_PROVIDED PASSAGE_

- - - - -

That’s where the Lignite Research Council steps in. In addition to traditional use of coal for power, the council funds research projects that find value in lignite coal.
Holmes said this concentration of rare earth elements causes people to think about coal as a precious resource rather than a dirty source of energy.
“There are things in coal worth quite bit of money,” he said, and in the process of extracting those elements, power companies can clean up their coal by removing impurities, like sodium, calcium and sulfur, before burning it for energy.
The LRC just funded $280,000 of a phase two, benchscale project in the lab at EERC. Industry chipped in $400,000 and the Department of Energy is spending $2.75 million.
“Right now we’ve just been doing stuff in beakers,” Benson said.
If you were to walk into the EERC lab, you would see a mechanism to grind the coal, vessels that stir and mix it with a solvent, and a process to separate out the liquid to bring the elements into ore quality - one step away from refining.
Should this 18 month project work out as planned, a pilot project would be three to five years away. A small plant would process 2.5 tons per day but the next scale for North Dakota would be 10 to 20 kilograms per hour.
The emphasis so far in North Dakota has been on how are the rare earth elements extracts extracted. The state must also do more to evaluate their distribution within the coal supply.
“We need to know the extent of the resource,” Holmes said, because so far there have only been a few samples taken. Without a large concentration the project wouldn’t be feasible commercially.
There is currently a proposal being weighed that would map out, via a geological survey, where the rare earth elements are in the state.
The rare earth element resource in China is expected to run out in 15 years. After that the country will have to look for a new resource, which may be more expensive to mine. So U.S. researchers have until then to try to come up with their own viable solution.
Because research is in the relatively early stages, the costs are lower, Holmes said. A pilot project could cost anywhere between $15 million and $25 million, depending on scale.
“I think there is a push for it,” Holmes said, despite proposals from the Trump administration to slash federal budgets. "It's a security issue."

- - - - -

In the piece on rare earth elements in lignite coal, reproduce the portion starting with "There is currently" and going on through "own viable solution.", replacing "geological survey" with "statewide survey".

- - - - -

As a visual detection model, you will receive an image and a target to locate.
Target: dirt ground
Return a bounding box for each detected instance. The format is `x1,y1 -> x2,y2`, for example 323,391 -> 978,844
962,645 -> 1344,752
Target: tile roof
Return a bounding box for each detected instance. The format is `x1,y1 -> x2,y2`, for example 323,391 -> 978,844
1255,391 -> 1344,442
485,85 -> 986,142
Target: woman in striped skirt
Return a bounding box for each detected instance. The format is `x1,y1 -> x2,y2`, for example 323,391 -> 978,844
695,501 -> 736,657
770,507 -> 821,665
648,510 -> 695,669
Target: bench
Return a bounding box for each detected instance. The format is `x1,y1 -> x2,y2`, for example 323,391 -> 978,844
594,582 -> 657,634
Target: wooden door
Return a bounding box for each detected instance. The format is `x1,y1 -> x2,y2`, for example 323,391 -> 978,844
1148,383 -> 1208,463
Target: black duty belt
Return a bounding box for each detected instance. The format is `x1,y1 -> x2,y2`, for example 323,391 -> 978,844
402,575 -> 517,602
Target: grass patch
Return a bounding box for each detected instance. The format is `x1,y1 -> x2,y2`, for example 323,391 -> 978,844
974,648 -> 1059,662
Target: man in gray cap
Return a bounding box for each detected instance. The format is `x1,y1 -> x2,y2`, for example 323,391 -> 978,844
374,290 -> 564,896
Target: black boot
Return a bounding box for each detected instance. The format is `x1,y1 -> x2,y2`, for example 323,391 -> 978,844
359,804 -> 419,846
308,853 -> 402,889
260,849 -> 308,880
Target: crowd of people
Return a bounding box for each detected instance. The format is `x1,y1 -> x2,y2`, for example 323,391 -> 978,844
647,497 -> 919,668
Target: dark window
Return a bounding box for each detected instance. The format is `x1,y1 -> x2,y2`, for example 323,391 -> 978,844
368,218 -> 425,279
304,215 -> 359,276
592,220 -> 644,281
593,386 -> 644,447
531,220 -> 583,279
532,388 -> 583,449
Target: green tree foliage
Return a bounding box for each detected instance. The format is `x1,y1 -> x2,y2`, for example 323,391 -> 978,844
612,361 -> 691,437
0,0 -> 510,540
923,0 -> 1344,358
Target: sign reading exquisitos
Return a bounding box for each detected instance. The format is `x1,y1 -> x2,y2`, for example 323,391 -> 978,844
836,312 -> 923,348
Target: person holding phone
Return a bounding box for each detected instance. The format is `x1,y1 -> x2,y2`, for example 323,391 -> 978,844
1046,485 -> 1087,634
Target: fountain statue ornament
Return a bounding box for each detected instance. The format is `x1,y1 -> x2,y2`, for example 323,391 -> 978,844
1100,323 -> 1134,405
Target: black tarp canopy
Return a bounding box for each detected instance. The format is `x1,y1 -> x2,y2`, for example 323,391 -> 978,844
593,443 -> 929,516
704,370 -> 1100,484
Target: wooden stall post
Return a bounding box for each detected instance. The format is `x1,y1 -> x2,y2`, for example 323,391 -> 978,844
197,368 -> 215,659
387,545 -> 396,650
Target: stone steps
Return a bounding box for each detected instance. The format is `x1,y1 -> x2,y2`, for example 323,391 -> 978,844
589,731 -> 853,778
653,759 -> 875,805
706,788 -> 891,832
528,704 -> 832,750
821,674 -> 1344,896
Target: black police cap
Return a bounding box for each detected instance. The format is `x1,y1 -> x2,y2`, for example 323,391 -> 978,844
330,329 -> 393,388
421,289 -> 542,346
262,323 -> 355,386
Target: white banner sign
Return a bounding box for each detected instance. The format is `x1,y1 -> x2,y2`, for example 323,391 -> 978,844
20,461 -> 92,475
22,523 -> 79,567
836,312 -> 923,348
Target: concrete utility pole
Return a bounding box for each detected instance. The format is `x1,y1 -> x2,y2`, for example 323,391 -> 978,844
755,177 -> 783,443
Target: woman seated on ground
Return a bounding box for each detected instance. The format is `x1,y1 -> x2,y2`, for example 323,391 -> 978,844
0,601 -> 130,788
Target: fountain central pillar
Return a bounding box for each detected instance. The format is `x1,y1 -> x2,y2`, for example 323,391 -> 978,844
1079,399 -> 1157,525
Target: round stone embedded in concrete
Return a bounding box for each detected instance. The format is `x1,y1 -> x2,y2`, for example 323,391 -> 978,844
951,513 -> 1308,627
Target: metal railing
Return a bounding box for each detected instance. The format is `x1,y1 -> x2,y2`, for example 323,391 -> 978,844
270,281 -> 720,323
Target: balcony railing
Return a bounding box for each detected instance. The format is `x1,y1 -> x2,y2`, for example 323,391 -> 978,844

- - - - -

_OUTPUT_
There is currently a proposal being weighed that would map out, via a statewide survey, where the rare earth elements are in the state.
The rare earth element resource in China is expected to run out in 15 years. After that the country will have to look for a new resource, which may be more expensive to mine. So U.S. researchers have until then to try to come up with their own viable solution.